> Exercise materials:
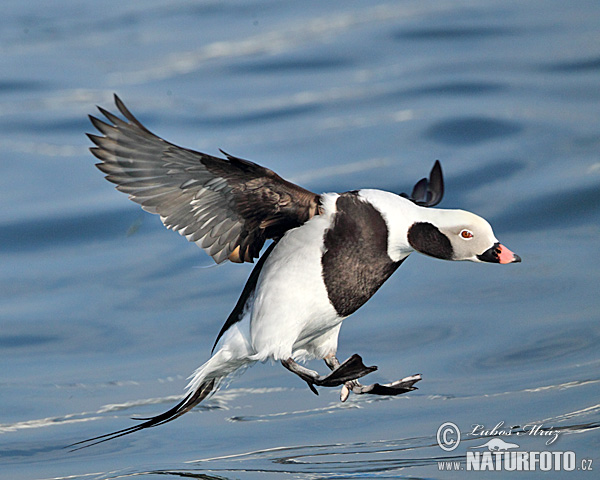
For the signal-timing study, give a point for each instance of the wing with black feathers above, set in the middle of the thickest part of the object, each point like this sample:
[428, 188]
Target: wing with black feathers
[227, 206]
[428, 193]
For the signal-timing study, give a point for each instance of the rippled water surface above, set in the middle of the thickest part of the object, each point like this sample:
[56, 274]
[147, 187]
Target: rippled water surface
[103, 313]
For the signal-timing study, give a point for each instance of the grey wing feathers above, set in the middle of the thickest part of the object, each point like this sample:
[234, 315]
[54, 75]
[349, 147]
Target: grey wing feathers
[428, 193]
[229, 207]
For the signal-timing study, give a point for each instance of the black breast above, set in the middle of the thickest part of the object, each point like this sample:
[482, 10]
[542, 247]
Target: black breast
[355, 262]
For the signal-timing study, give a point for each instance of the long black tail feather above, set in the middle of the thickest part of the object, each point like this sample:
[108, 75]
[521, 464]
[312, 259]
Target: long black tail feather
[189, 402]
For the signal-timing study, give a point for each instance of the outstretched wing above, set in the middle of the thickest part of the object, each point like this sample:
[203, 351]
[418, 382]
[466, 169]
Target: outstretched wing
[428, 193]
[229, 207]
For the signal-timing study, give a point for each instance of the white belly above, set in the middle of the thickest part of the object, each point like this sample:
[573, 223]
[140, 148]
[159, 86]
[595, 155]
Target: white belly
[291, 315]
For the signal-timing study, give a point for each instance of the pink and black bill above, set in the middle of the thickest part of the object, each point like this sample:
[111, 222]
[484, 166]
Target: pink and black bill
[498, 253]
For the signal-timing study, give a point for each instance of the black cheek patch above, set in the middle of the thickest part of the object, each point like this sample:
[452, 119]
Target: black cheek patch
[426, 238]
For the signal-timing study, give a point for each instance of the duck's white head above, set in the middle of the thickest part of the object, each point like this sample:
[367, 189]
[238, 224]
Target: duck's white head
[457, 235]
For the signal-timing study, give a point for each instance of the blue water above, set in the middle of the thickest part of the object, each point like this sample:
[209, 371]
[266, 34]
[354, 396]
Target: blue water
[104, 313]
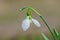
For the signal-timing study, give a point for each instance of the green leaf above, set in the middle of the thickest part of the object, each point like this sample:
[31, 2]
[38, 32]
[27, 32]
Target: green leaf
[55, 32]
[44, 36]
[23, 8]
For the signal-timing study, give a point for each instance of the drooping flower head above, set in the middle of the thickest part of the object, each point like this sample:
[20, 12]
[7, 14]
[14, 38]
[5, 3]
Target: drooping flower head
[28, 20]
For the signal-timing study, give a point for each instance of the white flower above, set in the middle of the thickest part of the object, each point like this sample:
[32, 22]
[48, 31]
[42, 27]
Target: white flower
[27, 21]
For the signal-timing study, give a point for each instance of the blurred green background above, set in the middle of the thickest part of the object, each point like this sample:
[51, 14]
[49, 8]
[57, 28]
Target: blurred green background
[11, 18]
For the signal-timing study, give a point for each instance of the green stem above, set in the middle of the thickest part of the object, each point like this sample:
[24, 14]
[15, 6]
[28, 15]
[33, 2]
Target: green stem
[48, 26]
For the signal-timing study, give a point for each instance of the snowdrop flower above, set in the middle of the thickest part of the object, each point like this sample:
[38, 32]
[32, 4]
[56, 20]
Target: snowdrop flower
[26, 23]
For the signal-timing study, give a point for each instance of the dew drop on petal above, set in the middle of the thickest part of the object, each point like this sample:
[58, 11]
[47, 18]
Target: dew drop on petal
[36, 22]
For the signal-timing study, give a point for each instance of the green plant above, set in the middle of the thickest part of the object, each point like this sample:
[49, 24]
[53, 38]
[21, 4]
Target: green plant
[53, 32]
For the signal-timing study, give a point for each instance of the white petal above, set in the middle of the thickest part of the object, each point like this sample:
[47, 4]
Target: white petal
[26, 24]
[36, 22]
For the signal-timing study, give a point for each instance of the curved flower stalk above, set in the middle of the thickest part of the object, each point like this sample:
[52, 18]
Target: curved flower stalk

> Task brief: Put the entries above into a numbered list, from the line containing "of the curved" through the last line of the entries, with both ends included and blank lines left out.

> Result of the exercise:
1. For the signal-timing study, give a point for each instance of the curved flower stalk above, set in the middle of the thickest part of the object, each point like this sample:
2. [52, 18]
3. Target: curved flower stalk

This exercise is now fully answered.